■ **EXERCISE**
Copy out every line exactly as given.

■ **DATA IN THIS EXERCISE**
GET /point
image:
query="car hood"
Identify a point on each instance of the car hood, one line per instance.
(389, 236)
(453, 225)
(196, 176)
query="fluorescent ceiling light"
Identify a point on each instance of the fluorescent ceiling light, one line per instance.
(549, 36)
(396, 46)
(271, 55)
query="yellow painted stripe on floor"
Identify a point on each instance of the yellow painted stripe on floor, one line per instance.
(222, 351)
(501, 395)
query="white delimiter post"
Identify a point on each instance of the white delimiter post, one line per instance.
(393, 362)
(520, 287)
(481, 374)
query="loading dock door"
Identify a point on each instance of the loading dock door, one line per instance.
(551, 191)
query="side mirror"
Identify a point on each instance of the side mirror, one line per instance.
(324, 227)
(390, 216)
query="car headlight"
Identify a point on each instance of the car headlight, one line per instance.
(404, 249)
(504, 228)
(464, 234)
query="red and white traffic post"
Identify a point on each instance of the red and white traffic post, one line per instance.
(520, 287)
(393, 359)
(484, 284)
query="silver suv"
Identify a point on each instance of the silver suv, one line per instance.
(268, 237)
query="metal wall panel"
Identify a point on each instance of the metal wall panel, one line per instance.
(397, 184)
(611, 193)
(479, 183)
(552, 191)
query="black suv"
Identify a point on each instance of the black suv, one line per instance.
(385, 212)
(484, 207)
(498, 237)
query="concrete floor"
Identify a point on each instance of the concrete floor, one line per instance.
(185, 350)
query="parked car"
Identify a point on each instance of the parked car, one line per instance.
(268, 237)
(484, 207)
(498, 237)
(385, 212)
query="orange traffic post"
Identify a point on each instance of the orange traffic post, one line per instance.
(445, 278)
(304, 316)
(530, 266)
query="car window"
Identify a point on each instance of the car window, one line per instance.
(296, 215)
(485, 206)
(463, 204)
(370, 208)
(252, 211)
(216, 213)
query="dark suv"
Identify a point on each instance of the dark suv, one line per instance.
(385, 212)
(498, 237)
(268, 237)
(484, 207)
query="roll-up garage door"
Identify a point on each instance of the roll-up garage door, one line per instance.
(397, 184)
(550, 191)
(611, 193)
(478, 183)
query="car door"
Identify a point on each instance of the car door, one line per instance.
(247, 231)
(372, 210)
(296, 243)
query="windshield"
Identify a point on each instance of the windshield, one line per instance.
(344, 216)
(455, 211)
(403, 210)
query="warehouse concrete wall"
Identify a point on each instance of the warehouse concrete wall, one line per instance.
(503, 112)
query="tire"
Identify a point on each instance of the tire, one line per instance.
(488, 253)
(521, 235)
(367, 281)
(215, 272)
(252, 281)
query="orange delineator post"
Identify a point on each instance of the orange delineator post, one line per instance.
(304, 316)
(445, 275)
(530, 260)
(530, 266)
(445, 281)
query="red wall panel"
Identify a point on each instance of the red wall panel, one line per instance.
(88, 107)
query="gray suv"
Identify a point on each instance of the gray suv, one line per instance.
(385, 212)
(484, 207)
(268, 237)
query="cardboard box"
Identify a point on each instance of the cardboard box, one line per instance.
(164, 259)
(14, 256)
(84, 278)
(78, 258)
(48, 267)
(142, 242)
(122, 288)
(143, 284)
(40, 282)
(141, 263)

■ **WRITTEN RESPONSE**
GET /point
image:
query="car hood"
Identify a point on each instance of the car hood, one line per instance.
(389, 236)
(453, 225)
(196, 176)
query="fluorescent ceiling light"
Identify a point on each instance of the fluorescent ceiling light, one line per instance.
(549, 36)
(396, 46)
(271, 55)
query="yellow painted stripe on floor"
Identify a point on each instance of the yellow painted stripe on floor, one line per instance.
(222, 351)
(501, 395)
query="white delimiter post"
Identify a point on each instance of the white delimiter post, one line per instance.
(393, 362)
(520, 287)
(481, 374)
query="loading dock door"
Identify a point on each instance of the loading dock door, one line per instance.
(551, 191)
query="side mirror"
Identify a point on each instance of the side mirror, one line per instance.
(324, 227)
(390, 216)
query="car headlight"
Identify a point on each instance of the car headlight, one line per instance.
(404, 249)
(504, 228)
(464, 234)
query="red and white traffic post"
Identify a point on each instance of the red and white traffic post, one line per instance.
(520, 287)
(393, 359)
(484, 284)
query="silver suv"
Identify a point on each instance of the silver suv, one line per instance.
(268, 237)
query="metal wall panel"
Identify a point on each instance of the metal wall panel, one line per instance.
(397, 184)
(611, 193)
(479, 183)
(552, 191)
query="black suv"
Identify a point on each instance of the black suv, one line per instance.
(385, 212)
(484, 207)
(498, 237)
query="concrete floor"
Identify a point on each instance of the concrete floor, one line per instance.
(185, 350)
query="parked car"
Identify a point on each instance of the parked car, one line per instance.
(268, 237)
(484, 207)
(498, 237)
(385, 212)
query="orange traffic post"
Identify a point on each instance of the orange traffic post, one line per instance.
(445, 278)
(304, 316)
(530, 266)
query="car window"
Identify a point on each instance of the car window, one line per instance.
(296, 215)
(485, 206)
(463, 204)
(370, 208)
(252, 211)
(216, 213)
query="dark suv"
Identify a point on each instance of the dark suv, one line per instance.
(385, 212)
(498, 237)
(268, 237)
(484, 207)
query="roll-up garage door"
Identify a point on each instance of the roll-up garage door, one line per instance.
(397, 184)
(550, 191)
(611, 193)
(478, 183)
query="car door"
Identify a point on each instance of the car door, one line per instance.
(247, 231)
(372, 210)
(296, 243)
query="windshield"
Identify a point on each instance of the windshield, one line per instance.
(344, 216)
(455, 211)
(403, 210)
query="warehouse concrete wall"
Identify a point on each instance of the warehouse concrete wall, one line per instance.
(503, 112)
query="tire"
Identify a point on each instance of the tire, one line per instance.
(488, 253)
(521, 235)
(367, 281)
(215, 272)
(252, 281)
query="orange delineator post"
Identify a point on each instance of the orange delineator post, one line per instance.
(304, 316)
(445, 275)
(530, 260)
(530, 266)
(445, 281)
query="red wall panel"
Identify a point on each instance of the red wall panel, one line per instance.
(88, 107)
query="gray suv"
Identify a point on each instance of the gray suv, one line per instance.
(385, 212)
(484, 207)
(268, 237)
query="cardboard box"
Identify a point on each instance of the cardboard box, one line per instance.
(164, 259)
(14, 256)
(84, 278)
(78, 258)
(48, 267)
(142, 242)
(122, 288)
(143, 284)
(40, 282)
(141, 263)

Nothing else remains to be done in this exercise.